• Stated task:
Duplicate everything from "1. The document" down to "separated by ---." in the Fluid deployment guide below, word for word.

• Quoted text:

- - - -

跳到主要内容
版本:v0.9

Machine Learning Workload

This article describes how to deploy ImageNet dataset stored on Aliyun OSS to Kubernetes cluster with Fluid, and train a ResNet-50 model on this dataset using Arena. In this article, we perform machine learning training on 4 nodes, each node with 8 GPU cards.

Prerequisites

NOTE:

  1. The document requires Fluid installed on your Kubernetes cluster. Please refer to Fluid Installation Guide to finish installation before going to the next step.

  2. Arena is a CLI that is convenient for data scientists to run and monitor machine learning tasks. See Arena Installation Tutorial for more information.

  3. This Demo uses Horovod + TensorFlow + Benchmark, they are all open source version.

Deploy Dataset on Kubernetes Cluster with Fluid

Create Dataset and Runtime

The following dataset.yaml file defined a Dataset and Runtime separated by ---.

The dataset is stored on Alibaba Cloud OSS. To ensure that Alluxio can successfully mount the dataset, please make sure that configurations in the dataset.yaml are correct set, including mountPoint, fs.oss.accessKeyId, fs.oss.accessKeySecret and fs.oss.endpoint.

See Alluxio's official document Aliyun Object Storage Service for more examples of using OSS in Alluxio.

If you'd like to prepare dataset by yourself, please download the dataset from http://image-net.org/download-images.

If you'd like to download the imagenet dataset from us, please open an issue in Fluid community to ask for it.

This document takes 4 machines to training machine learning tasks, so spec.replicas is set to 4. To ensure that the data is cached on the V100 machine, nodeAffinity is configured. In addition, the following configuration file dataset.yaml also sets many parameters based on our experience to optimize the IO performance of Alluxio in machine learning tasks, including Alluxio, Fuse and JVM levels. You can adjust these parameters according to the test environment and task requirements.

$ cat << EOF >> dataset.yaml
apiVersion: data.fluid.io/v1alpha1
kind: Dataset
metadata:
name: imagenet
spec:
mounts:
- mountPoint: oss://<OSS_BUCKET>/<OSS_DIRECTORY>/
name: imagenet
options:
fs.oss.accessKeyId: <OSS_ACCESS_KEY_ID>
fs.oss.accessKeySecret: <OSS_ACCESS_KEY_SECRET>
fs.oss.endpoint: <OSS_ENDPOINT>
nodeAffinity:
required:
nodeSelectorTerms:
- matchExpressions:
- key: aliyun.accelerator/nvidia_name
operator: In
values:
- Tesla-V100-SXM2-16GB
---
apiVersion: data.fluid.io/v1alpha1
kind: AlluxioRuntime
metadata:
name: imagenet
spec:
replicas: 4
data:
replicas: 1
# alluxioVersion:
# image: registry.cn-huhehaote.aliyuncs.com/alluxio/alluxio
# imageTag: "2.3.0-SNAPSHOT-bbce37a"

- - - -

• Provided data:
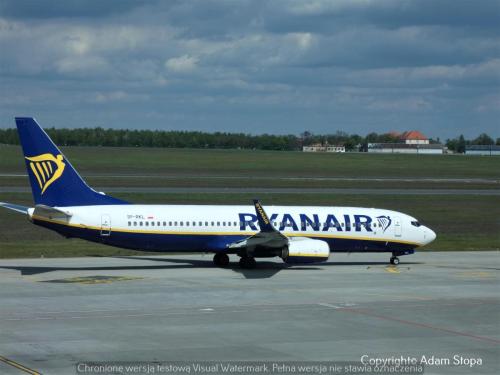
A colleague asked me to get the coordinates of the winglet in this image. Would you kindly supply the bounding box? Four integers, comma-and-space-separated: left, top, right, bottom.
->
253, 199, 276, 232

- - - -

• The solution:
1. The document requires Fluid installed on your Kubernetes cluster. Please refer to Fluid Installation Guide to finish installation before going to the next step.

  2. Arena is a CLI that is convenient for data scientists to run and monitor machine learning tasks. See Arena Installation Tutorial for more information.

  3. This Demo uses Horovod + TensorFlow + Benchmark, they are all open source version.

Deploy Dataset on Kubernetes Cluster with Fluid

Create Dataset and Runtime

The following dataset.yaml file defined a Dataset and Runtime separated by ---.